* [Exercise requirements]:
From first line to last, print the records exactly, but leave out the pictures.

* [Records for this exercise]:
Start of Block

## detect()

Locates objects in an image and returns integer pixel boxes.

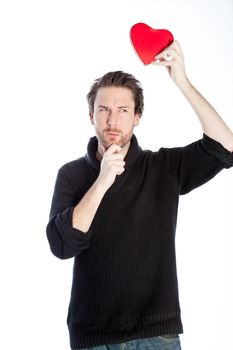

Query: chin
[96,130,133,149]
[104,141,122,149]
[102,136,122,147]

End of Block

* [Output for this task]:
## detect()

Locates objects in an image and returns integer pixel boxes.


Query: chin
[96,130,133,149]
[104,141,122,149]
[102,136,122,147]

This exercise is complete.